== Segment start ==

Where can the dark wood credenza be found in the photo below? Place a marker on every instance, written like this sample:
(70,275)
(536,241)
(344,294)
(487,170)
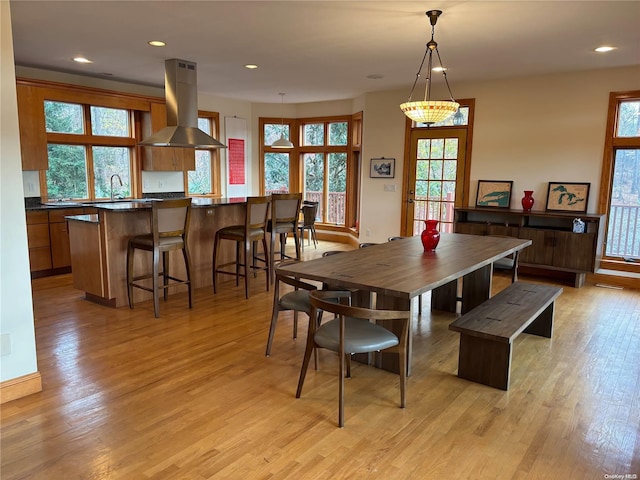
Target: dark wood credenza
(555,250)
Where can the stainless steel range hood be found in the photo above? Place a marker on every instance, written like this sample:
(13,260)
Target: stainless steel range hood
(181,93)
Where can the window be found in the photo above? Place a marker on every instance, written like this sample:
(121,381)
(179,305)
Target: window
(620,191)
(205,179)
(87,146)
(323,164)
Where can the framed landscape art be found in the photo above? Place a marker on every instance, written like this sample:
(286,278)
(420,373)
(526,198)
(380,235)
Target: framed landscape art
(568,197)
(494,193)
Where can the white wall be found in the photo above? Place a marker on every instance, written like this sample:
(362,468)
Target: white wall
(529,130)
(16,310)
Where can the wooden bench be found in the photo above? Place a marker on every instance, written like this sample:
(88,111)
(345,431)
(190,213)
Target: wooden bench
(488,331)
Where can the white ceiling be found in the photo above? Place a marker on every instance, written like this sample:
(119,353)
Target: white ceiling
(321,50)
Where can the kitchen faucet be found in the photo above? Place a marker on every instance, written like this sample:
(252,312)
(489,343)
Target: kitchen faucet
(111,181)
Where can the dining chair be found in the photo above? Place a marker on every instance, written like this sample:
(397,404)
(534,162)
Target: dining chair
(309,212)
(296,300)
(169,231)
(246,236)
(393,239)
(285,209)
(353,331)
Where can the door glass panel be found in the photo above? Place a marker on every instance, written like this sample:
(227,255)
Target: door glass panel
(276,172)
(623,230)
(108,161)
(314,181)
(434,182)
(337,188)
(67,173)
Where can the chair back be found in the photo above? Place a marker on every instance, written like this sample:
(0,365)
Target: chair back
(309,213)
(170,218)
(285,207)
(257,213)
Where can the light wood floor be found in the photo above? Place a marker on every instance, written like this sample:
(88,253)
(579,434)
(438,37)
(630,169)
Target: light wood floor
(192,396)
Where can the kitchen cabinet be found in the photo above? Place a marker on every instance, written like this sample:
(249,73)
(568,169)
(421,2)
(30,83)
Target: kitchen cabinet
(554,245)
(38,240)
(33,136)
(163,158)
(58,230)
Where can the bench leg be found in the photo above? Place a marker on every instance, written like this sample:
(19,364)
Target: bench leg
(543,325)
(484,361)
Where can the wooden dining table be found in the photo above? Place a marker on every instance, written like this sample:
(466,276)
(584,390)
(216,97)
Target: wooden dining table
(458,274)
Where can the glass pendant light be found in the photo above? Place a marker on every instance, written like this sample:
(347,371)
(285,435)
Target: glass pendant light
(430,111)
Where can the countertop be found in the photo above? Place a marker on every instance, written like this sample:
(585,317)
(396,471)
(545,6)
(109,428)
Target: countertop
(136,204)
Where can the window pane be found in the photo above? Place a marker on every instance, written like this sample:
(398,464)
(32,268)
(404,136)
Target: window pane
(63,117)
(314,134)
(200,178)
(276,173)
(314,179)
(338,133)
(623,233)
(67,173)
(629,119)
(111,122)
(337,187)
(273,132)
(109,161)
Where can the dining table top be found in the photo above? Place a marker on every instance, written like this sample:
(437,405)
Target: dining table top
(402,268)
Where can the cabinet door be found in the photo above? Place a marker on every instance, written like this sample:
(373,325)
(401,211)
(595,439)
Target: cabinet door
(540,252)
(575,251)
(33,136)
(164,158)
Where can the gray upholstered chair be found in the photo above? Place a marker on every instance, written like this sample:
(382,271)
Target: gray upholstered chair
(296,300)
(169,231)
(353,331)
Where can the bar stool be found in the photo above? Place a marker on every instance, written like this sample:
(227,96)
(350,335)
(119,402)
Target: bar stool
(247,235)
(285,208)
(169,230)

== Segment end ==

> **EXERCISE GOAL**: In your copy of the entries above, leave out the pictures and keep every word exact.

> **SOLUTION BELOW**:
Where can the dark wood credenza be found in the photo below? Place a marker on every instance, written like this sample:
(70,275)
(536,241)
(344,294)
(487,170)
Target: dark wood credenza
(555,250)
Where can the stainless steel range hood be found in the photo above? Place a marker on every instance, written like this sample:
(13,260)
Target: stainless steel range hood
(181,93)
Where can the window be found in the photo above? Place a marker on every instance, written like this sample:
(121,381)
(179,305)
Target: window
(620,191)
(205,179)
(87,146)
(323,164)
Where can the framed landscape art be found in the photo above? Place a marker on every instance, written like this sample:
(286,278)
(420,373)
(526,198)
(380,235)
Target: framed landscape art
(568,197)
(494,193)
Where can the white wall be found in the photo above? Place a marker on every instance, written like this sample:
(362,468)
Target: white wall
(529,130)
(16,310)
Where can the wooden bench be found in the photo above? Place a marker on every instance, written like this sample:
(88,111)
(345,431)
(190,213)
Target: wooden bench
(488,331)
Where can the white ceiling be found in the photo above? Place a marker on every instance, written like this sample:
(119,353)
Target: white ceiling
(321,50)
Where can the kitchen faucet be found in the photo above? Place a marker on every instance, written like this sample:
(252,312)
(489,343)
Target: kitchen faucet
(111,181)
Where can the dining chair be found in the photo above? Place a marker on every instance, written like this sample:
(397,404)
(534,162)
Target: dining chair
(309,212)
(296,300)
(169,231)
(246,236)
(393,239)
(285,209)
(353,331)
Where can the door glass panel be found in the photo above? Place a marker on every instance, written like this sample:
(227,255)
Target: door glass panel
(276,172)
(623,230)
(108,161)
(314,181)
(434,182)
(337,188)
(67,173)
Where can the chair back be found in the photo above? Place a marker on every instance, written like this sample:
(0,365)
Target: chair back
(309,213)
(170,218)
(285,207)
(257,213)
Where can the light wood floor be found in the photo above? Place a marker on every instance, written like this sample:
(88,253)
(579,434)
(438,37)
(630,169)
Target: light wood floor
(192,396)
Where can the kitchen cabinet be found in the photo above? Place a marker on every instance, written like this sample:
(249,73)
(568,169)
(421,2)
(30,83)
Target: kitchen cabinet
(554,245)
(38,240)
(33,136)
(163,158)
(58,230)
Where can the bench leg be found in the photo above? Place a marker on every instance, written like this sample:
(19,364)
Target: bench leg
(543,325)
(484,361)
Where can the wooden dining table be found in the photo above? Place a marker on every instance, written like this sample:
(466,276)
(584,390)
(216,97)
Target: wooden dining table
(458,274)
Where can the glass pendant light be found in the photo above? Place a marker on every instance, written like this sample:
(347,371)
(285,435)
Target: glass pendant light
(430,111)
Where can the countertop be found in the photo above? Place a marker on every instance, written like this sample:
(585,317)
(396,471)
(545,6)
(109,428)
Target: countertop
(136,204)
Where can the window pane be found in the photo above? Place a marker on every instance, written like this sample:
(398,464)
(32,268)
(404,136)
Target: window pane
(63,117)
(314,134)
(200,178)
(276,173)
(314,179)
(338,133)
(623,233)
(67,173)
(629,119)
(111,122)
(337,187)
(273,132)
(109,161)
Where can the dining table top be found in the photo above? Place a marker on every instance, written like this sample:
(437,405)
Target: dining table top
(402,268)
Where can the cabinet door be found in the photo above? Place a marker on every instance, written like this sample:
(373,325)
(401,211)
(595,439)
Target: cabinet door
(540,252)
(575,251)
(33,136)
(164,158)
Where can the gray upholstered chair be found in the photo above? Place a marker on every instance, written like this sample:
(382,271)
Target: gray upholstered chair
(296,300)
(169,231)
(353,331)
Where can the bar stool be found in the photo above? Place a marker on every instance, written like this sample:
(227,96)
(350,335)
(119,402)
Target: bar stool
(247,235)
(285,208)
(169,230)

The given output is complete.